TEXT PROVIDED:
Re: Parallel INSERT (INTO ... SELECT ...)

From: Dilip Kumar <dilipbalaut(at)gmail(dot)com>
To: Amit Kapila <amit(dot)kapila16(at)gmail(dot)com>
Cc: Amit Langote <amitlangote09(at)gmail(dot)com>, Greg Nancarrow <gregn4422(at)gmail(dot)com>, "Hou, Zhijie" <houzj(dot)fnst(at)cn(dot)fujitsu(dot)com>, PostgreSQL Hackers <pgsql-hackers(at)lists(dot)postgresql(dot)org>, vignesh C <vignesh21(at)gmail(dot)com>, David Rowley <dgrowleyml(at)gmail(dot)com>, Tom Lane <tgl(at)sss(dot)pgh(dot)pa(dot)us>, "Tsunakawa, Takayuki" <tsunakawa(dot)takay(at)fujitsu(dot)com>, "Tang, Haiying" <tanghy(dot)fnst(at)cn(dot)fujitsu(dot)com>
Subject: Re: Parallel INSERT (INTO ... SELECT ...)
Date: 2021-03-10 14:00:59
Message-ID: CAFiTN-uGNpBVv7D9_o+V40H9_Q6p7Br6GjeqzXXQA7xh_O+8HQ@mail.gmail.com
Views: Raw Message | Whole Thread | Download mbox | Resend email
Thread:
Lists: pgsql-hackers

On Wed, Mar 10, 2021 at 2:48 PM Amit Kapila <amit(dot)kapila16(at)gmail(dot)com> wrote:
>
> On Mon, Mar 8, 2021 at 7:19 PM Amit Langote <amitlangote09(at)gmail(dot)com> wrote:
> >
> > Hi Amit
> >
> > On Mon, Mar 8, 2021 at 10:18 PM Amit Kapila <amit(dot)kapila16(at)gmail(dot)com> wrote:
> > > On Mon, Mar 8, 2021 at 3:54 PM Greg Nancarrow <gregn4422(at)gmail(dot)com> wrote:
> > > > I've attached an updated set of patches with the suggested locking changes.
> >
> > (Thanks Greg.)
> >
> > > Amit L, others, do let me know if you have still more comments on
> > > 0001* patch or if you want to review it further?
> >
> > I just read through v25 and didn't find anything to complain about.
> >
>
> Thanks a lot, pushed now! Amit L., your inputs are valuable for this work.
>
> Now, coming back to Hou-San's patch to introduce a GUC and reloption
> for this feature, I think both of those make sense to me because when
> the feature is enabled via GUC, one might want to disable it for
> partitioned tables? Do we agree on that part or someone thinks
> otherwise?

I think it makes sense to have both.

>
> The other points to bikeshed could be:
> 1. The name of GUC and reloption. The two proposals at hand are
> enable_parallel_dml and enable_parallel_insert. I would prefer the
> second (enable_parallel_insert) because updates/deletes might not have
> a similar overhead.

Excerpts of labeled region data
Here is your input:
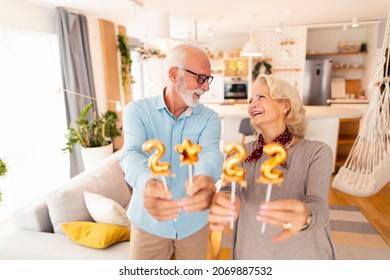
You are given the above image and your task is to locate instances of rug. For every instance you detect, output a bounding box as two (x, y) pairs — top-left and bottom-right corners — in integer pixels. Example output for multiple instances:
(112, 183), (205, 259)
(330, 205), (390, 260)
(211, 205), (390, 260)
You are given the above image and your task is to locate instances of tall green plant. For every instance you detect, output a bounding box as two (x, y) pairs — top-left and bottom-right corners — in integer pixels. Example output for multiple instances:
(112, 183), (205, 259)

EXERCISES:
a) Copy out every one of the rows of labeled region data line for line, omitting the pictures.
b) Pick up the mailing-list message about parallel INSERT at the point where it stops and keep writing it.
The mailing-list message and the rows of labeled region data have no connection to each other.

ANSWERS TO THE TASKS:
a)
Here is your input:
You are given the above image and your task is to locate instances of rug. For every instance you detect, output a bounding box as two (x, y) pairs — top-left and bottom-right corners — in integer pixels. Example output for multiple instances:
(112, 183), (205, 259)
(330, 205), (390, 260)
(211, 205), (390, 260)
You are given the above image and your task is to locate instances of tall green plant. For every instance you detect, output a bounding box as two (x, y) pairs — top-left and bottom-right corners — in integer pixels. Example output for multiple instances:
(112, 183), (205, 259)

b)
I agree enable_parallel_insert makes more sense.

> 2. Should we keep the default value of GUC to on or off? It is
> currently off. I am fine keeping it off for this release and we can
> always turn it on in the later releases if required. Having said that,
> I see the value in keeping it on because in many cases Insert ...
> Select will be used for large data and there we will see a benefit of
> parallelism and users facing trouble (who have a very large number of
> partitions with less data to query) can still disable the parallel
> insert for that particular table. Also, the other benefit of keeping
> it on till at least the beta period is that this functionality will
> get tested and if we found reports of regression then we can turn it
> off for this release as well.
>
> Thoughts?

IMHO, we should keep it on because in most of the cases it is going
the give benefit to the user, and if for some specific scenario where
a table has a lot of partition then it can be turned off using
reloption. And, if for some users most of the tables are like that
where they always have a lot of partition then the user can turn it
off using guc.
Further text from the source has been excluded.